Copy the records word for word, from the line containing "Target: white house" through the last line of the records, both included.

• _Records to use_:
= = = =

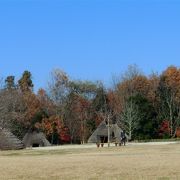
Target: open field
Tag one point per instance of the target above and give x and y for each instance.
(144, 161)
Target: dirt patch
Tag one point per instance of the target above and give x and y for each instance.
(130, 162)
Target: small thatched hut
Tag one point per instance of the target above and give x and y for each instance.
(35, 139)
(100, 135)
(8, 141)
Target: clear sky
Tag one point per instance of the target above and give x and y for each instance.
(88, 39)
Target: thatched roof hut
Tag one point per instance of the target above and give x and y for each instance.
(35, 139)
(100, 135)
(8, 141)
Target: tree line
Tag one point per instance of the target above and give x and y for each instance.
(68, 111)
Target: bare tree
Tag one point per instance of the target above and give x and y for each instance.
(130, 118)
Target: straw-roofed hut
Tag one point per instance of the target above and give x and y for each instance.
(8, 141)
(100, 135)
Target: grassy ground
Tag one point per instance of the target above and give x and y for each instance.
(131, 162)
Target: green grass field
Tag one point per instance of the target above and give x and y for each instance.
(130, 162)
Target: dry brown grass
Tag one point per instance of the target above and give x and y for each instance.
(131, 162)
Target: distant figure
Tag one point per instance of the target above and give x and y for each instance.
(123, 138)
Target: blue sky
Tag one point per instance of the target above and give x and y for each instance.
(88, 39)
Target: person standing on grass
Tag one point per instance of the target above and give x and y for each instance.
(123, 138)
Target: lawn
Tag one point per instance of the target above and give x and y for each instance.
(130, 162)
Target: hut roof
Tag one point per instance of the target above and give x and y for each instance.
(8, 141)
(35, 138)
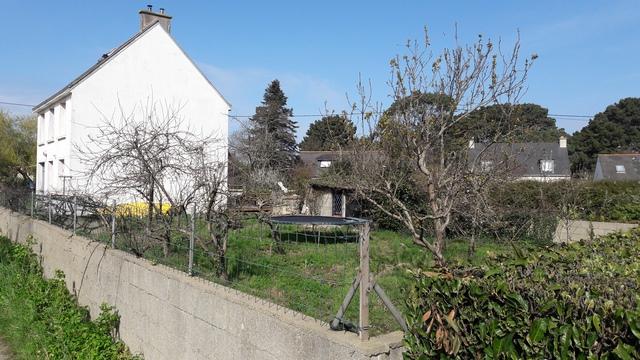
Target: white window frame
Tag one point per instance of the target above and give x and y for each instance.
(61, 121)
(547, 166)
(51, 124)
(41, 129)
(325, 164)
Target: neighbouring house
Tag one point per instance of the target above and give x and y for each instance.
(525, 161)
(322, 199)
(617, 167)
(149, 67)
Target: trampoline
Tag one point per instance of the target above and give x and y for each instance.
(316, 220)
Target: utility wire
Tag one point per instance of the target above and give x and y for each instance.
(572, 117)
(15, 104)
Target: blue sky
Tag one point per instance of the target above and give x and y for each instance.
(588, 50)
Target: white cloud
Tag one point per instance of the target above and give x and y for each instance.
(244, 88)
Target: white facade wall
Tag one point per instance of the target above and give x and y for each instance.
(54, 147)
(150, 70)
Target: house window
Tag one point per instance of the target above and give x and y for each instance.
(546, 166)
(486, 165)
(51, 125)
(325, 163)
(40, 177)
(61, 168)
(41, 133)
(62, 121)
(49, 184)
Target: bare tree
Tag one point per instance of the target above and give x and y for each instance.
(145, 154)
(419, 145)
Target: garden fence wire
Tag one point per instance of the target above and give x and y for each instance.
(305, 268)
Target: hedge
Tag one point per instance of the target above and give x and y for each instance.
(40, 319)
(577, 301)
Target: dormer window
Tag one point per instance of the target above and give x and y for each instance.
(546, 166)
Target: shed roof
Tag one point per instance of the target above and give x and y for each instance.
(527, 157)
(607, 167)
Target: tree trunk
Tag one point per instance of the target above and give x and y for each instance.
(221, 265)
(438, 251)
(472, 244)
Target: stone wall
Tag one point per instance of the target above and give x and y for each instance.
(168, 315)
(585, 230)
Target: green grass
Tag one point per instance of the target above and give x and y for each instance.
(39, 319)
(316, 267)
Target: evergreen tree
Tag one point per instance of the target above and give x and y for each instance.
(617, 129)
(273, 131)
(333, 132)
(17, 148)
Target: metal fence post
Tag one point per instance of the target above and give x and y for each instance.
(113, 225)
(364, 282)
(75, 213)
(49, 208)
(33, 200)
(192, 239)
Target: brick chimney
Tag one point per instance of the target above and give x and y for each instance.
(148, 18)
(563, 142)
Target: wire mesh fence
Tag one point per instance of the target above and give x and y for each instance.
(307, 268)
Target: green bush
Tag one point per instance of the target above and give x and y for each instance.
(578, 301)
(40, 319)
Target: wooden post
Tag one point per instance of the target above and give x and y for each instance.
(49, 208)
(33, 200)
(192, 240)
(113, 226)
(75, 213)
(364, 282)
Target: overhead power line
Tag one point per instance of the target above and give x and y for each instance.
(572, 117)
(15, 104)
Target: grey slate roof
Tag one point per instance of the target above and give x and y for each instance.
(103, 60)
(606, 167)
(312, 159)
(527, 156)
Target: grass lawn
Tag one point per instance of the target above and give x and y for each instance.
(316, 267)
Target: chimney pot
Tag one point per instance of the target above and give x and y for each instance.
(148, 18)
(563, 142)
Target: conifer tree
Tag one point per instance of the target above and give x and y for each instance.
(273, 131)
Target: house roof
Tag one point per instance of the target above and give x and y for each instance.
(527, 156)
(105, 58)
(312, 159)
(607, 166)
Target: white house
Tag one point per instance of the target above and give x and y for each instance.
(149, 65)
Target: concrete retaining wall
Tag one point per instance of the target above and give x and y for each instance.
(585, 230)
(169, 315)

= = = =

• _Solved problem_:
Target: white house
Tag one point per instance of the target above and give x and y for each instance.
(149, 65)
Target: concrete retaining wall
Tag one point per instance of the target above and give x and y for each instance.
(585, 230)
(169, 315)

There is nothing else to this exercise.